=== RAW RECORDS ===
- - - - -

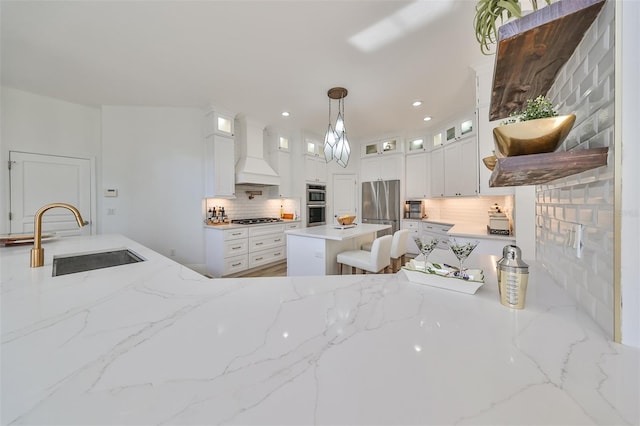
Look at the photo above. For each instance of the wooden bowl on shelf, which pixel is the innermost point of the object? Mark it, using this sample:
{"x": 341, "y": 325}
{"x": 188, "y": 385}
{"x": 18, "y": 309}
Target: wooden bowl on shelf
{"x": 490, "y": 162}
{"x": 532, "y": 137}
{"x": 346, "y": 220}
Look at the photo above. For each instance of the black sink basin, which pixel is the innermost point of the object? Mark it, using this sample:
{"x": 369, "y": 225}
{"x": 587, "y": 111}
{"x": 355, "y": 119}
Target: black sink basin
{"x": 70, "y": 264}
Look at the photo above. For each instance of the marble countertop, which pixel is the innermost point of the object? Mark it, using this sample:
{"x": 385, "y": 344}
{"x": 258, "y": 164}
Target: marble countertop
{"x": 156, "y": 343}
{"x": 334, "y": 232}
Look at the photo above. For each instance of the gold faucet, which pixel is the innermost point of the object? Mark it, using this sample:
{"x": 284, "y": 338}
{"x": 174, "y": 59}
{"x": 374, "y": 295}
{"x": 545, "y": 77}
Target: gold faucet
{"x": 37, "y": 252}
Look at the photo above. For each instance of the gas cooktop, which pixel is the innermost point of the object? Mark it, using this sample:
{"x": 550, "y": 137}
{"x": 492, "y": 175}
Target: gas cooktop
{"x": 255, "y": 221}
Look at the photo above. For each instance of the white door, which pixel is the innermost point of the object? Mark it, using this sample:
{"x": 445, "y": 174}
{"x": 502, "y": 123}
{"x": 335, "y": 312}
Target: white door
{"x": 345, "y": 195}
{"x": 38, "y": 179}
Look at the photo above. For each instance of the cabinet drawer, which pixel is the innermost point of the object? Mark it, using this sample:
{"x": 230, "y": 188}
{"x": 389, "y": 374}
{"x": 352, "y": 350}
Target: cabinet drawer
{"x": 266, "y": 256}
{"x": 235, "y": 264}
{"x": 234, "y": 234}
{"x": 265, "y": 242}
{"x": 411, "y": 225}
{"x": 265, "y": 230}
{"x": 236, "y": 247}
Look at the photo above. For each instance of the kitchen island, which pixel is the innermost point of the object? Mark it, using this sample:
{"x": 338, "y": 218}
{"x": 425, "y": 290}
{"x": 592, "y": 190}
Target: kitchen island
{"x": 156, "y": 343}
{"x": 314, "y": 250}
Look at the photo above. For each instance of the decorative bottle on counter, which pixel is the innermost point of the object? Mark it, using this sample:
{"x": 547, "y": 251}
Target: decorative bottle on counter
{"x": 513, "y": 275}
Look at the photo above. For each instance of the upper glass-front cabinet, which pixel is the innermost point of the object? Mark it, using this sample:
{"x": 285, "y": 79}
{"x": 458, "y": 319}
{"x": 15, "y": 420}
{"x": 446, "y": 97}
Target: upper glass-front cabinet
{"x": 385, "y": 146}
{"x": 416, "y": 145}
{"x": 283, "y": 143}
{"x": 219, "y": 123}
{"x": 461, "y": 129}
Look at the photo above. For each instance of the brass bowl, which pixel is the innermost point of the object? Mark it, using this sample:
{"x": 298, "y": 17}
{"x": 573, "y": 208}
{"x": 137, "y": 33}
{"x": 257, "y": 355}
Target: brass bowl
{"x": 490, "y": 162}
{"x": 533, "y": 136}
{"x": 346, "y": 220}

- - - - -

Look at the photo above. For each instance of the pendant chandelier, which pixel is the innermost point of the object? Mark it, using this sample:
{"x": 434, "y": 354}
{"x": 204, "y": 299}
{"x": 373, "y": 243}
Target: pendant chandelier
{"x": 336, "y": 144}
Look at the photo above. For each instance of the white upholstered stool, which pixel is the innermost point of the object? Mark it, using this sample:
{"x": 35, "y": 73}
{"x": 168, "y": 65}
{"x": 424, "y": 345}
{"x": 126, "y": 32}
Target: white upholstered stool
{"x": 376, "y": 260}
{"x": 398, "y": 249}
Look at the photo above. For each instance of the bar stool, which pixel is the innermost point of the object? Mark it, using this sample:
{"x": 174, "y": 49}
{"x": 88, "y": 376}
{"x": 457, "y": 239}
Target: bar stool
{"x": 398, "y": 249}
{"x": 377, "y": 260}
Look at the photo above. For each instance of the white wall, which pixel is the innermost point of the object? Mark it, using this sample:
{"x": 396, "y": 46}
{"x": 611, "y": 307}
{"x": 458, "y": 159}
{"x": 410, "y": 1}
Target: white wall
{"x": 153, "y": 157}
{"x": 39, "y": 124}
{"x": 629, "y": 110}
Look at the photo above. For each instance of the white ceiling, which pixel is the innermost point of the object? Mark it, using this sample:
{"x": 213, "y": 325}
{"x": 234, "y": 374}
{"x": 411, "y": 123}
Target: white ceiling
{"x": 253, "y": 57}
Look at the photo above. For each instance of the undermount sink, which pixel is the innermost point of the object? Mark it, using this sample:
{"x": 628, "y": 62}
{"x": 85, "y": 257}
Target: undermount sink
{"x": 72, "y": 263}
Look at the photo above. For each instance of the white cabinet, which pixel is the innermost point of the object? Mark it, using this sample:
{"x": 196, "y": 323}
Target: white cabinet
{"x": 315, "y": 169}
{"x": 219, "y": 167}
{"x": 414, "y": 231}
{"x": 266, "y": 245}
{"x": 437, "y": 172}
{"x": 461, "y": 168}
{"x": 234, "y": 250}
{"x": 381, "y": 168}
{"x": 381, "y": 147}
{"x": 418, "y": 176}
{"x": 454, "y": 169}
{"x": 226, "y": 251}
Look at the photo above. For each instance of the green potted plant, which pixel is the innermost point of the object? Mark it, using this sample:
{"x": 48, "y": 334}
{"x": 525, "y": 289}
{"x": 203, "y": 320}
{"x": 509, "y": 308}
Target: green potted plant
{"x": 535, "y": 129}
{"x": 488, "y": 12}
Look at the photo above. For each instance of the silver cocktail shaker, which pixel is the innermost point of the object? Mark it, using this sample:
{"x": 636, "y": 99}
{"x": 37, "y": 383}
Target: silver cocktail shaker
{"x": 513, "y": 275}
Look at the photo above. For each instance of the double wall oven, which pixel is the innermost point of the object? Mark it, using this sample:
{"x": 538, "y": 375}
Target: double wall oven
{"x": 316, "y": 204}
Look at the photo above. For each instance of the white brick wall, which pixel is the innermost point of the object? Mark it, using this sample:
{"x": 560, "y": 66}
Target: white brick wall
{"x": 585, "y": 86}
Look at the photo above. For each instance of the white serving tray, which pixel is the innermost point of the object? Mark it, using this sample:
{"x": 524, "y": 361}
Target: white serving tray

- - - - -

=== WHAT YOU SHOULD DO ===
Return every line of the entries above that contains the string "plant". Case counts.

=== WRITTEN REPLY ===
Look at the photo above. For each instance of the green potted plant, which pixel is the innermost point of the object? Mark it, using this sample:
Target: green potted plant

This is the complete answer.